— BEGIN READING TEXT —

# Advice plz



## arthurrhodes (Nov 3, 2011)

Me and my wife have been together for 7 years. I caught her a week ago cheating for the second time in 9 months and the 3rd time that ive caught her in our 7 year relationship. I know i have made grave mistakes and found this site too late. In reading i have found alot that relates to my situation and also things that i have done wrong trying to "make things right". The thing i dont understand is that her affairs are not emotional at all. Like i said ive made many mistakes and her messing around goes deeper undercover each time. This time there was never one phone call or txt. She used only facebook messaging and i only found out because i had "that feeling" and her facebook is linked to her phone. Her affairs are purely sexual. No face to face talk, only facebook messages setting everything up. She is very remorseless it seems to me but we go to counseling tomorrow. Ive read that could be a bad idea. I also made the mistake of contacting the OM. Now both his and his wifes facebook accts are deleted. I also made the mistake and am apparently a habitual rug sweeper. And thru reading have realized that she is likely an abuser and may never stop. I do know that the affair has stopped but since all this is sexual for her im sure it will be easy to just move on to the next man. Is there anything to do to improve my position at this point???


----------



## arthurrhodes (Nov 3, 2011)

i can also fill in any blanks if anyone needs more info to understand my situation


----------



## bryanp (Aug 25, 2011)

— END READING TEXT —

Answer these questions about the forum thread above:
(a) How long have the poster and his wife been together?
(b) Through what means did the wife arrange her most recent affair?
(c) What does the poster offer in his second post?

— BEGIN INFORMATION SHOWN —

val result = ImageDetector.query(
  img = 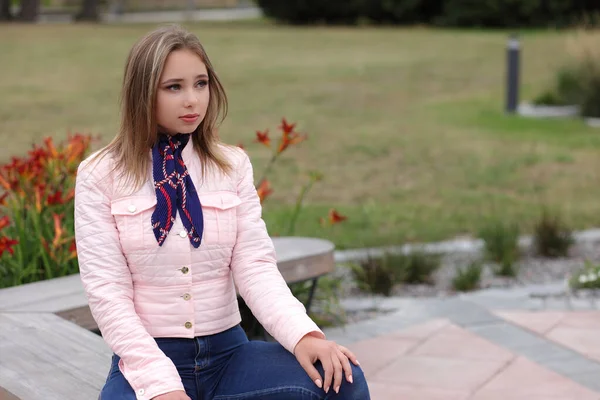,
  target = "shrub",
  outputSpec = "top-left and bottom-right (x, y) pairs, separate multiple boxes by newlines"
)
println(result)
(569, 262), (600, 289)
(350, 256), (398, 296)
(533, 65), (585, 106)
(362, 0), (443, 24)
(351, 251), (440, 296)
(389, 251), (440, 284)
(438, 0), (600, 28)
(534, 208), (574, 257)
(452, 261), (483, 292)
(0, 134), (92, 288)
(479, 220), (519, 276)
(257, 0), (362, 25)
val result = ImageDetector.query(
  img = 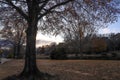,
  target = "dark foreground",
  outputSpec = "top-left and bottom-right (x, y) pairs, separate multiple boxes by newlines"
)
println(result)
(0, 60), (120, 80)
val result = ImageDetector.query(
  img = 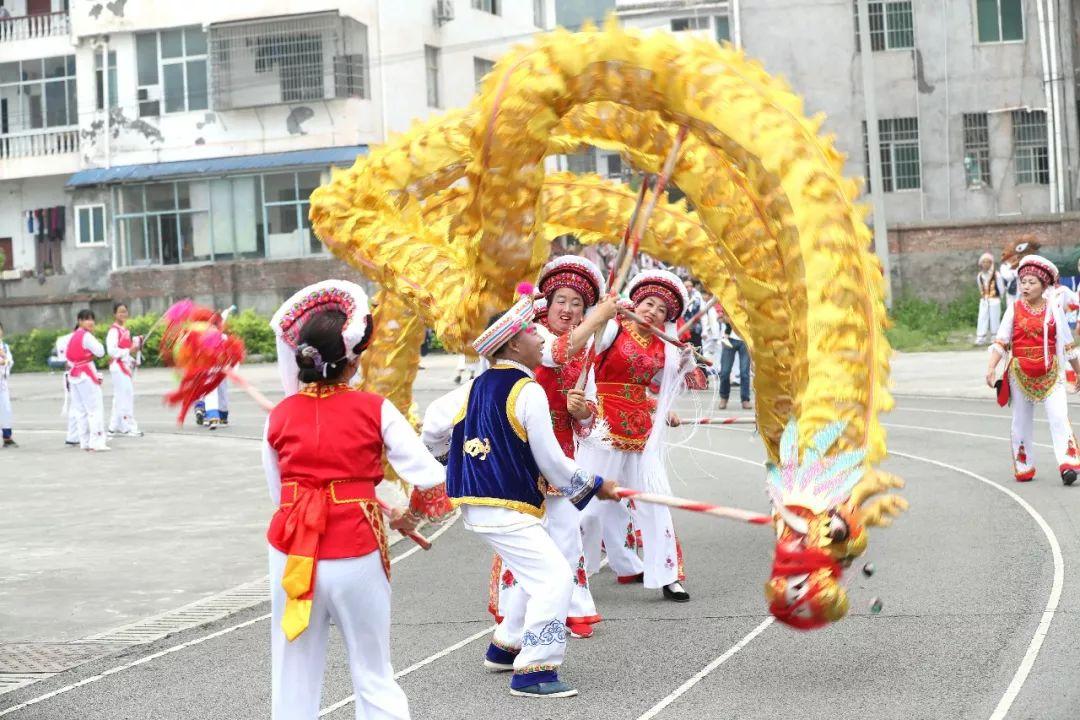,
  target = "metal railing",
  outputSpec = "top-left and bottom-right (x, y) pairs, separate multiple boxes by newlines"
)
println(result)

— END INFORMATION SHOWN —

> _RESULT_:
(a) Seven years.
(b) Facebook messaging only, with no phone calls or texts.
(c) To fill in any blanks if anyone needs more information to understand his situation.